GOAL OF THE EXERCISE :: Go through the entries below and write each one out exactly.

SUPPLIED DATA ::

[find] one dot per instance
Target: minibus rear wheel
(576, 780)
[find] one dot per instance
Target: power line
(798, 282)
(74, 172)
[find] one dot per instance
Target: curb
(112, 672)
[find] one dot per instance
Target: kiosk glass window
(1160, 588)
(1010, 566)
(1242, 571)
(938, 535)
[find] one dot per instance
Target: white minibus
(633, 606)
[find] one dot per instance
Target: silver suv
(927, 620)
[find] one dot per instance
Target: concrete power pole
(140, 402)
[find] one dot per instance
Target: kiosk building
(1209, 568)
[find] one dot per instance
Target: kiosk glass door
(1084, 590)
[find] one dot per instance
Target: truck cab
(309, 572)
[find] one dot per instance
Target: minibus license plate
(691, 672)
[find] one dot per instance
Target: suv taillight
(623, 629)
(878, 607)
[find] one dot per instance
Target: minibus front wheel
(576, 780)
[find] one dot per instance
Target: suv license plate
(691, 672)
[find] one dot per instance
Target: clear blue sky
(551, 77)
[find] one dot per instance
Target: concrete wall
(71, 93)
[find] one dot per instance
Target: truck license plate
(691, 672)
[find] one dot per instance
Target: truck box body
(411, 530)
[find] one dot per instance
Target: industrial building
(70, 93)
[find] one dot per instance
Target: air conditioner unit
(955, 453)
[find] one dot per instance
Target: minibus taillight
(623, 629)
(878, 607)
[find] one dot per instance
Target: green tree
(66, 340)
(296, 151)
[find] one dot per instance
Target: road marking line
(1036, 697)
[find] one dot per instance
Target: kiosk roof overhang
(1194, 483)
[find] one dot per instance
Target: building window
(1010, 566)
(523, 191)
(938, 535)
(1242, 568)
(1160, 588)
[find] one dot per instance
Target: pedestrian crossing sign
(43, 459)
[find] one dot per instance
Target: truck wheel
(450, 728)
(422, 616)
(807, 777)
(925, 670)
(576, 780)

EXERCISE OUTPUT ::
[find] one dot per instance
Target: minibus rear wheel
(576, 780)
[find] one dot per instance
Target: power line
(798, 282)
(74, 172)
[find] one dot per instance
Target: curb
(112, 672)
[find] one dot per instance
Target: kiosk glass window
(1160, 588)
(1010, 566)
(1242, 571)
(938, 535)
[find] one dot per instance
Target: white minibus
(633, 606)
[find] one dot per instance
Target: silver suv
(927, 620)
[find] one dot per instance
Target: concrete power pole
(140, 402)
[find] one dot per instance
Target: kiosk building
(1209, 568)
[find] one dot per instance
Target: kiosk glass door
(1084, 590)
[find] one dot per instance
Target: truck cab
(309, 572)
[find] one dot per instance
Target: minibus license plate
(691, 672)
[find] one dot per instance
Target: suv taillight
(623, 629)
(878, 607)
[find] one dot per instance
Target: minibus front wheel
(576, 780)
[find] one dot per instance
Target: suv license plate
(691, 672)
[find] one dot per instance
Target: clear blue sky
(551, 77)
[find] one dot per instance
Target: concrete wall
(71, 93)
[find] one dot per instance
Target: truck license plate
(691, 672)
[find] one dot per instance
Target: truck box body
(411, 530)
[find] one dot per instance
Target: industrial building
(70, 93)
[find] one dot per instance
Target: air conditioner unit
(955, 453)
[find] one dot per instance
Target: minibus taillight
(623, 629)
(878, 607)
[find] one dot per instance
Target: green tree
(66, 340)
(296, 151)
[find] one dot per instance
Target: road marking line
(1036, 697)
[find] one dot per instance
Target: kiosk roof overhang
(1194, 483)
[find] one dot per instance
Target: building window
(1010, 566)
(523, 191)
(938, 535)
(1242, 568)
(1160, 588)
[find] one dot per instance
Target: pedestrian crossing sign
(43, 459)
[find] one dot per instance
Target: truck wheel
(450, 728)
(422, 616)
(807, 777)
(925, 670)
(576, 780)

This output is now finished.